**Point-per-instance localization data**.

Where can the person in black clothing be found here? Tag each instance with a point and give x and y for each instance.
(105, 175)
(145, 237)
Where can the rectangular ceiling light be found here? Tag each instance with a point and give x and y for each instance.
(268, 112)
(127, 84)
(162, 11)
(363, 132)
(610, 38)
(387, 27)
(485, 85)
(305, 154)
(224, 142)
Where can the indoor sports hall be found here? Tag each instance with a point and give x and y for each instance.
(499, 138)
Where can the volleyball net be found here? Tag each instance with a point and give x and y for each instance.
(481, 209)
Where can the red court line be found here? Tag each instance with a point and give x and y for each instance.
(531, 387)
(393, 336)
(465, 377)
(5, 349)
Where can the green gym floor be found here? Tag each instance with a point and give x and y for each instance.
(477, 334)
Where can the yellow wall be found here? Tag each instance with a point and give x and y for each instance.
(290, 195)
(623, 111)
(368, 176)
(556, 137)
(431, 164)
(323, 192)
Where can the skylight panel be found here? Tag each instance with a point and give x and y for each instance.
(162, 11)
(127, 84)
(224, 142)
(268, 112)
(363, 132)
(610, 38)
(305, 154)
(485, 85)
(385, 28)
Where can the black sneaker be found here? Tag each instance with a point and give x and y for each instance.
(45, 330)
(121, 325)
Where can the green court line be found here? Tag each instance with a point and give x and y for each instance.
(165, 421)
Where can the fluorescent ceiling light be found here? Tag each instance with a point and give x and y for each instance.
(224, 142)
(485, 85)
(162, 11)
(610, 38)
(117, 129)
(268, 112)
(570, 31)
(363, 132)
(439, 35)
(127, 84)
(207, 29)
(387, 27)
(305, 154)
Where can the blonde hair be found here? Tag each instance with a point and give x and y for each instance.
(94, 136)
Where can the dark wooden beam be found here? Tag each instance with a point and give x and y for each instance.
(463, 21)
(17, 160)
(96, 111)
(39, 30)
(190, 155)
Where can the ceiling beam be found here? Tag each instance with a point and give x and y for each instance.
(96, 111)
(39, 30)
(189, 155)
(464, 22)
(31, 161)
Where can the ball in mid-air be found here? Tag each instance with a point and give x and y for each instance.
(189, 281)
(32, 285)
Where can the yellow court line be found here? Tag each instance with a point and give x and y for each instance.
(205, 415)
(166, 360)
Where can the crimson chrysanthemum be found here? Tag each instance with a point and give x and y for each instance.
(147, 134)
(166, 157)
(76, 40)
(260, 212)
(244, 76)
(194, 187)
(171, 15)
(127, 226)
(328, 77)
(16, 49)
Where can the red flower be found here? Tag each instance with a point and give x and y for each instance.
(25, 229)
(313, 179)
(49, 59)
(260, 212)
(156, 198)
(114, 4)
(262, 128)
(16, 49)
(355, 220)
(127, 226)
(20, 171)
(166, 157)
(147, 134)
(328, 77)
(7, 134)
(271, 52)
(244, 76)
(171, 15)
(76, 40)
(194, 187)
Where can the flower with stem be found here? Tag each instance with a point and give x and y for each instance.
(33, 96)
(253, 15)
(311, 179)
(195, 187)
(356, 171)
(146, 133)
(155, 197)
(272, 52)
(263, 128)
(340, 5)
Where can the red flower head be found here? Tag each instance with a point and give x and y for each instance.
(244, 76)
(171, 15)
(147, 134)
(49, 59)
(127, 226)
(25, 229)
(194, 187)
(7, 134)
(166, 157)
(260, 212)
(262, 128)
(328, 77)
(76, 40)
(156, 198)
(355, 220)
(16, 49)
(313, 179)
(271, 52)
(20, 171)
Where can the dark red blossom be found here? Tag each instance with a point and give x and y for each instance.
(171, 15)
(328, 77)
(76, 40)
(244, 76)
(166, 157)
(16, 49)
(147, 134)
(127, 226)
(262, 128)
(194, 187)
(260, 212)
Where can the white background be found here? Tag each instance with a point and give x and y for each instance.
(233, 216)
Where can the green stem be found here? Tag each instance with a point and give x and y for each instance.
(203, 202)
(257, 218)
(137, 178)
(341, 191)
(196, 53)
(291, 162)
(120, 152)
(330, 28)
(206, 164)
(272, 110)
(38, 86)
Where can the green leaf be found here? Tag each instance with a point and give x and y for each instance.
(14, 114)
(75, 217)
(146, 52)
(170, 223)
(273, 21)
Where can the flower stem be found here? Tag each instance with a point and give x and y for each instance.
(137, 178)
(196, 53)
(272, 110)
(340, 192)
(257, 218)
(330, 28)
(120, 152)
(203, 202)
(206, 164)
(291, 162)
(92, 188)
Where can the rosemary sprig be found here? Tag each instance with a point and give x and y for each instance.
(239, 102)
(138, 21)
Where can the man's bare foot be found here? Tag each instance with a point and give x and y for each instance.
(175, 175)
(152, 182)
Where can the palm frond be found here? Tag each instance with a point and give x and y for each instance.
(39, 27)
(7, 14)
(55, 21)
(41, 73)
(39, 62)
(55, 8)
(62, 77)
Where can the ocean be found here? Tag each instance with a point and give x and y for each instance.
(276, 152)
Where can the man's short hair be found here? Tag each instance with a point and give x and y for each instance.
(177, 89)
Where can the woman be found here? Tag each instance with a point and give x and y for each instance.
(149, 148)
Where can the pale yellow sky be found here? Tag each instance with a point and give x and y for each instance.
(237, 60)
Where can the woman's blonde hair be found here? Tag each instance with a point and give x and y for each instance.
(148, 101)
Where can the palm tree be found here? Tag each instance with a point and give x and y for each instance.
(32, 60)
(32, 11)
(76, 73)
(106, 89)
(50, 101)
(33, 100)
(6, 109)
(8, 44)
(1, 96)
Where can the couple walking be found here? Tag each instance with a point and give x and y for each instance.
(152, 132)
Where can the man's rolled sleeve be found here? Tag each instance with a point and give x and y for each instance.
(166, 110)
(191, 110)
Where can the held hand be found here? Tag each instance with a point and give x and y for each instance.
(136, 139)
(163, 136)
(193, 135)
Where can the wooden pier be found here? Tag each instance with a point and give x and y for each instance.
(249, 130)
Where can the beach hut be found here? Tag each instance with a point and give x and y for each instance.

**Your instructions**. The answer must reproduce every record exactly.

**Task solution**.
Where can the person in black clothing be found here? Tag each instance with a point and give x and y for each instance.
(105, 175)
(145, 237)
Where can the rectangular ceiling light be found here? Tag each instance with a point and give x and y for each instance.
(268, 112)
(127, 84)
(162, 11)
(363, 132)
(610, 38)
(387, 27)
(485, 85)
(305, 154)
(224, 142)
Where can the indoor sports hall be found here? Tag each instance with a point and give x and y for each instance.
(499, 138)
Where can the volleyball net be found here? Tag each instance with a point and give x and y for each instance.
(481, 209)
Where can the red court line be found here? Tag each instance with a point and give x and y for each instance.
(531, 387)
(393, 336)
(465, 377)
(5, 349)
Where can the green gym floor be found here? Tag each instance with a point and give x and y for each instance.
(477, 334)
Where can the yellow wall be found here? Tag each instance with a point and give x and y for each instance.
(290, 195)
(623, 111)
(368, 176)
(556, 137)
(431, 164)
(323, 192)
Where can the skylight panel be found here? Tag each instance with a point and give x and y for each instance.
(162, 11)
(127, 84)
(224, 142)
(268, 112)
(363, 132)
(610, 38)
(305, 154)
(485, 85)
(385, 28)
Where can the black sneaker be found here? Tag each instance with a point and give x and y for each instance.
(45, 330)
(121, 325)
Where can the green court line be found here? Tag each instance with a point and give x and y for each instance.
(165, 421)
Where can the fluorescent ceiling light be found here? Tag each instance with a point and give x and y for each instance.
(224, 142)
(485, 85)
(162, 11)
(610, 38)
(117, 129)
(268, 112)
(570, 31)
(363, 132)
(439, 35)
(127, 84)
(207, 29)
(387, 27)
(305, 154)
Where can the blonde hair be found here? Tag each instance with a point and give x and y for each instance.
(94, 136)
Where can the dark wooden beam be found here? Tag each instance with a point and give x and y for each instance.
(463, 21)
(17, 160)
(96, 111)
(39, 30)
(190, 155)
Where can the ceiling beam be found here? Tag each instance with a point and give x and y for each instance.
(96, 111)
(39, 30)
(189, 155)
(464, 22)
(31, 161)
Where can the ball in mid-air be found here? Tag each instance with a point and give x and y for each instance.
(189, 281)
(32, 285)
Where can the yellow court line be found here? Tag each instance with a point and give x and y for each instance.
(205, 415)
(166, 360)
Where can the crimson chrysanthemum be found here? Tag each instance with a point and give x and y for each instance.
(147, 134)
(166, 157)
(76, 40)
(260, 212)
(244, 76)
(194, 187)
(171, 15)
(127, 226)
(328, 77)
(16, 49)
Where can the red flower be found here? Tag each instance with a point and give x and y for each instance.
(25, 229)
(313, 179)
(49, 59)
(260, 212)
(156, 198)
(114, 4)
(262, 128)
(16, 49)
(355, 220)
(127, 226)
(20, 171)
(166, 157)
(147, 134)
(328, 77)
(7, 134)
(271, 52)
(244, 76)
(171, 15)
(76, 40)
(194, 187)
Where can the flower with stem be found here? Tag each instance with a point and give x and y for each instance.
(33, 96)
(253, 15)
(311, 179)
(195, 187)
(356, 171)
(146, 133)
(155, 197)
(272, 52)
(263, 128)
(340, 5)
Where can the red flower head be found here? Tag each instance with a point and give x and y for each instance.
(244, 76)
(171, 15)
(147, 134)
(49, 59)
(127, 226)
(25, 229)
(194, 187)
(7, 134)
(166, 157)
(260, 212)
(262, 128)
(328, 77)
(76, 40)
(156, 198)
(355, 220)
(16, 49)
(313, 179)
(271, 52)
(20, 171)
Where can the dark red blossom be found here? Tag each instance with a point and give x and y for each instance.
(171, 15)
(328, 77)
(76, 40)
(244, 76)
(166, 157)
(16, 49)
(147, 134)
(127, 226)
(262, 128)
(194, 187)
(260, 212)
Where can the white background be found here? Tag each instance with a point and give x and y for each instance.
(233, 216)
Where can the green stem be found here? Tag each instance with a point and give x and y for each instance.
(203, 202)
(257, 218)
(137, 178)
(341, 191)
(196, 53)
(291, 162)
(120, 152)
(330, 28)
(206, 164)
(272, 110)
(38, 86)
Where can the green leaf be found here? Tag each instance with a point and give x and y for each instance.
(14, 114)
(75, 217)
(146, 52)
(170, 223)
(273, 21)
Where can the flower stem be found here? Tag each instance with a point and give x and y for each instance.
(137, 178)
(196, 53)
(272, 110)
(340, 192)
(257, 218)
(330, 28)
(120, 152)
(203, 202)
(206, 164)
(291, 162)
(92, 188)
Where can the rosemary sprig be found here? Tag each instance with a point and give x and y for each instance.
(239, 102)
(138, 21)
Where can the man's bare foot be found here? Tag each instance with a point and give x and y for each instance.
(175, 175)
(152, 182)
Where can the palm frond be found here? Tag each instance with a point and give x and y for each instance.
(39, 27)
(7, 14)
(55, 21)
(41, 73)
(39, 62)
(55, 8)
(62, 77)
Where can the ocean be found here? Tag each instance with a point and give x and y for each instance.
(276, 152)
Where can the man's short hair be found here? Tag each instance with a point and give x and y for each instance.
(177, 89)
Where can the woman be found here? Tag each instance with a point and give x and y for each instance.
(149, 148)
Where can the pale yellow sky be found here? Tag each instance with a point and give x and y for each instance.
(237, 60)
Where can the woman's blonde hair be found here? Tag each instance with a point and give x and y for each instance.
(148, 101)
Where can the palm tree be found here? Tag each instance with a point and give x and y for each instance.
(32, 60)
(32, 11)
(76, 73)
(106, 89)
(50, 101)
(33, 100)
(6, 109)
(8, 44)
(1, 96)
Where can the couple walking be found here? Tag each instance with a point and give x and y for each instance.
(152, 132)
Where can the man's rolled sleeve be found here? Tag each instance with a point and give x and y for each instance.
(166, 110)
(191, 110)
Where can the held hand be found here? Tag each instance with a point and give x and y for each instance.
(136, 139)
(163, 136)
(193, 135)
Where can the wooden pier be found here? Tag each instance with a point and give x and y for each instance.
(249, 130)
Where can the beach hut be found here? Tag each instance with a point and give x and y for each instance.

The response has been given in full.